* BEGIN Source extract *

Such tensions and breakdowns in trust and team spirit are inevitable when human beings work in unnaturally close proximity to one another five days a week. Commercial rents rise forcing increasingly cramped, crowded offices. People start the day tense after a nightmare commute. Privacy is limited and concentration often broken by other people's noise, smells and phone calls.
There is a solution to this, a way to give everyone a break: teleworking.
The holy grail for a happy office
Teleworking, where employees work from home or a remote office via the internet, is the saviour of modern office life. Its advantages are numerous. It saves money, health (remember the last time a flu bug took down twenty staff?) and time. It reduces sick days, as most people suffering colds or headaches that make being in an office unbearable can still do some work from home.
It means far more round-the-clock employees: staff are likely to check their work emails at the same time as their personal emails, meaning an urgent, after hours communication still gets read. It means night owls getting sudden inspiration on a key project can burn the midnight oil with all their documents and sources available.

* END Source extract *
* BEGIN Items *

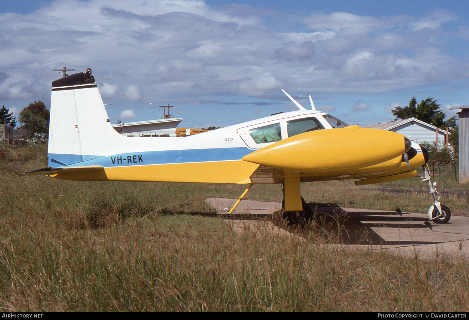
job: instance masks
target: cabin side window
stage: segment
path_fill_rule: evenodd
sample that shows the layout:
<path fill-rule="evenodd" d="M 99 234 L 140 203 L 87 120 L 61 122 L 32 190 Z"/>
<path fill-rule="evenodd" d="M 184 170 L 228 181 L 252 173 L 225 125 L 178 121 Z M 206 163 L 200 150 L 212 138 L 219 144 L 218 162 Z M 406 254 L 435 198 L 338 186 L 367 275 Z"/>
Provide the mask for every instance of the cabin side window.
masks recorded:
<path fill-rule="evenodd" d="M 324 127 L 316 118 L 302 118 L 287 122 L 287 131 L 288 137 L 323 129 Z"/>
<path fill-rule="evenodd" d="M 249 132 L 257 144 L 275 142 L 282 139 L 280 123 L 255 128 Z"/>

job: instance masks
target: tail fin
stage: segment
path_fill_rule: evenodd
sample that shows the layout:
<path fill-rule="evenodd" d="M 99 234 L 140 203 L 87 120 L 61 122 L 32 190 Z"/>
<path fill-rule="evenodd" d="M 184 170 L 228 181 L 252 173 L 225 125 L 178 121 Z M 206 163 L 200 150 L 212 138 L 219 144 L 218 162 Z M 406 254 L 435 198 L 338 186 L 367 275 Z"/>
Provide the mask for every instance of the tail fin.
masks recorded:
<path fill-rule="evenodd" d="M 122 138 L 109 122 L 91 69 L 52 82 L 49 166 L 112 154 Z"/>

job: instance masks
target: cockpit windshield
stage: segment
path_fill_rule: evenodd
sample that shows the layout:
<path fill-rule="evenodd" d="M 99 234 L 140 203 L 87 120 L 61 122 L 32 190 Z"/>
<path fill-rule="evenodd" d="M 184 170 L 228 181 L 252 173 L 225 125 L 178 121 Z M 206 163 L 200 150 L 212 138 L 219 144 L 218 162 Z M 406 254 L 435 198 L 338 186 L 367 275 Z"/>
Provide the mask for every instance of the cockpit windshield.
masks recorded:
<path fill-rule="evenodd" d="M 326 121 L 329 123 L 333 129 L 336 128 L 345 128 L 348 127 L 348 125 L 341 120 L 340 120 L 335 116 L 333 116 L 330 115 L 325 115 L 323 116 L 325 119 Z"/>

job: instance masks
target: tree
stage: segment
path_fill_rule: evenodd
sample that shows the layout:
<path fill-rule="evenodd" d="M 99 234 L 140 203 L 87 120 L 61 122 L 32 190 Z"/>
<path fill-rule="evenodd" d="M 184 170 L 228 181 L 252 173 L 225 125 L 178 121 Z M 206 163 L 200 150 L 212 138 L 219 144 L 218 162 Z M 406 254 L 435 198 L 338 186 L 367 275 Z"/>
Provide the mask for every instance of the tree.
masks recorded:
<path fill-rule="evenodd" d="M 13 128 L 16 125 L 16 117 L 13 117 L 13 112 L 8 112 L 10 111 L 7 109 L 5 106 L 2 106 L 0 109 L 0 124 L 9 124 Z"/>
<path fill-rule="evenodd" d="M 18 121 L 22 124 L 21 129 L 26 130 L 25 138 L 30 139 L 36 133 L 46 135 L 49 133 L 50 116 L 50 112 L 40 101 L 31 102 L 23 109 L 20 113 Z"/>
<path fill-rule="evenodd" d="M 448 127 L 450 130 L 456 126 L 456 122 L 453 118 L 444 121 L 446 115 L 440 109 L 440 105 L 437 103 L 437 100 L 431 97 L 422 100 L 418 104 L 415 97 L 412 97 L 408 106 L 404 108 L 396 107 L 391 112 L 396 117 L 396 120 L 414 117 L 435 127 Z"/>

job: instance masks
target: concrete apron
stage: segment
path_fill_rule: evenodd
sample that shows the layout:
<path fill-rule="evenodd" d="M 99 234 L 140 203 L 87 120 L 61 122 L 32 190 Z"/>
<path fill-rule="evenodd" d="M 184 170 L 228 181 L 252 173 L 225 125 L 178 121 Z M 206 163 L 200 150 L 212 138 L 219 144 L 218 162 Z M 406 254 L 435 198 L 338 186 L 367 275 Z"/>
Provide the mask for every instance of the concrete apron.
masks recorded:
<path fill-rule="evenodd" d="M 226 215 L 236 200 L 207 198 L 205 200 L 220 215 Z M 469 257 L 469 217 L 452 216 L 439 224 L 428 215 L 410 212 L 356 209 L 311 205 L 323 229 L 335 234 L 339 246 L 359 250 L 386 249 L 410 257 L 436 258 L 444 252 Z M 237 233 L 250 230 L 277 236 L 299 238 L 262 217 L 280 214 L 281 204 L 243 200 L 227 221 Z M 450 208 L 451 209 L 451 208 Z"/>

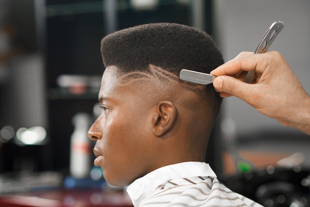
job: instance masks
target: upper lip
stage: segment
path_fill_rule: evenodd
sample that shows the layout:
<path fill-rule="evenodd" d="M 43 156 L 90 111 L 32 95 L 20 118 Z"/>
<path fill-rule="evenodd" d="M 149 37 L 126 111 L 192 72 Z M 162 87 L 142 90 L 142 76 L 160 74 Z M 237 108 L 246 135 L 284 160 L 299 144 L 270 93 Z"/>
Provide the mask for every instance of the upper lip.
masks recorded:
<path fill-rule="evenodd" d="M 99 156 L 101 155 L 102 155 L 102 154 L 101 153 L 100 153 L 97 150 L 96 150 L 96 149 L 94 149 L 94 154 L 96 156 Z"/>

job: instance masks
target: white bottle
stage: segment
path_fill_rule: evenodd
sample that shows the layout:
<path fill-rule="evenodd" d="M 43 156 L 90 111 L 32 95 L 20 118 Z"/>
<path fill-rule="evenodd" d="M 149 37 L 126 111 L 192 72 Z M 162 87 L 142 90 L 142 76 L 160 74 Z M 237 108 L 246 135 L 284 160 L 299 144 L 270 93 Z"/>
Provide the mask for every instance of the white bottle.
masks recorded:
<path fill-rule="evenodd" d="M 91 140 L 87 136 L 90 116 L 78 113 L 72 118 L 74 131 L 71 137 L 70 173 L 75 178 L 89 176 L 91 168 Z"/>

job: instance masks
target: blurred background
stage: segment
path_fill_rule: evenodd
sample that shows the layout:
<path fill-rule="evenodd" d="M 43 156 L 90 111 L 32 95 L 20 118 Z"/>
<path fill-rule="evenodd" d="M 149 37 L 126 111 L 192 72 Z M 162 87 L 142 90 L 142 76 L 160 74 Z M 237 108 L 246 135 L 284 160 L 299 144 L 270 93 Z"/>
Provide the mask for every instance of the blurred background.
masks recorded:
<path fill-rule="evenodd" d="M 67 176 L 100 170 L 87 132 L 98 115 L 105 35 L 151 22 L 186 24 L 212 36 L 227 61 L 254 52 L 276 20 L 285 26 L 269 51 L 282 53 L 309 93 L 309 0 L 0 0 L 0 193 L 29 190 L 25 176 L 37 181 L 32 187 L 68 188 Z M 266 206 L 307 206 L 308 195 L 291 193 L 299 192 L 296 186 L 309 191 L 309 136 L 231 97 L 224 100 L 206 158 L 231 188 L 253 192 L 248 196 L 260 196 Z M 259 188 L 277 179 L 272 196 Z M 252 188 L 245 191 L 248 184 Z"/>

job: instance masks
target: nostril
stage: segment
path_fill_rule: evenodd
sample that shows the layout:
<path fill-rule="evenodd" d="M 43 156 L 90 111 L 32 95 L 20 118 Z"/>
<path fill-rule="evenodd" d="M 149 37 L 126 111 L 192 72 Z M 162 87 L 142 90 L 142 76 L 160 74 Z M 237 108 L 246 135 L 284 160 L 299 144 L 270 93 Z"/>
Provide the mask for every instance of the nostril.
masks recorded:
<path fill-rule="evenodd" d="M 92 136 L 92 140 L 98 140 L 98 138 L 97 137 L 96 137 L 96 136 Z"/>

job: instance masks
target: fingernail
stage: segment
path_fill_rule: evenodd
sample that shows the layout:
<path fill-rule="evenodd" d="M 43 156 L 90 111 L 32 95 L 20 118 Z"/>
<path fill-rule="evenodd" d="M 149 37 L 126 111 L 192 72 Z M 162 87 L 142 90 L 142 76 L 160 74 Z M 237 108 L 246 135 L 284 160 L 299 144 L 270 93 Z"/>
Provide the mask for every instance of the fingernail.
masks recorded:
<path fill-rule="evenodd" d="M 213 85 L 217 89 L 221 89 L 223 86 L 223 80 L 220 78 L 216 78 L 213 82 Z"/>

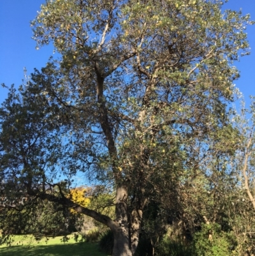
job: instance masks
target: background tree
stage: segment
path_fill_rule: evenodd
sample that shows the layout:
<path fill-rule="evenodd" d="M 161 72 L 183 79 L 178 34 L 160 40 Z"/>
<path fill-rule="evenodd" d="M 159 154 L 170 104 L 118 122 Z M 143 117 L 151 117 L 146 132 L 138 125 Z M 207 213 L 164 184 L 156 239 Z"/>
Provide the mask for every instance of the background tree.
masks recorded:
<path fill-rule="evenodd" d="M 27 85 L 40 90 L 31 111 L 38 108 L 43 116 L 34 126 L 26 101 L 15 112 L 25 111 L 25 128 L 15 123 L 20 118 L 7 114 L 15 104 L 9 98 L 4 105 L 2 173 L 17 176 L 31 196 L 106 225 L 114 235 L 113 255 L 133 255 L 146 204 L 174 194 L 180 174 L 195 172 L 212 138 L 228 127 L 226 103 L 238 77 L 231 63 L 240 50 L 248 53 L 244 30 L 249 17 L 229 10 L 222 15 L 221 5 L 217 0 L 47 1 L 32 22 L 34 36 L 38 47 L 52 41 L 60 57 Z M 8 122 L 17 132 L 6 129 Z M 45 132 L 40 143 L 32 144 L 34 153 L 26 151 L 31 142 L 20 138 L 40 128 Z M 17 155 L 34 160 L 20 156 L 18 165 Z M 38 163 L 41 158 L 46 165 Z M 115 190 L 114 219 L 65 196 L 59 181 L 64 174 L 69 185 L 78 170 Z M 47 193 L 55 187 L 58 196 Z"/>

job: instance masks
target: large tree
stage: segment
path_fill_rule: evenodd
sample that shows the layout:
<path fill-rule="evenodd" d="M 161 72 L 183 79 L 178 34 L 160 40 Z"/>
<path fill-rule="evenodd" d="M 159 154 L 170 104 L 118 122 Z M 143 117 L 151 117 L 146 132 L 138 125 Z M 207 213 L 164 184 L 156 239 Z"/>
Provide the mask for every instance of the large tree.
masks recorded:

* END Items *

> _Problem details_:
In the teleworking passage, what do rising commercial rents force?

> _Result of this exercise_:
Increasingly cramped, crowded offices.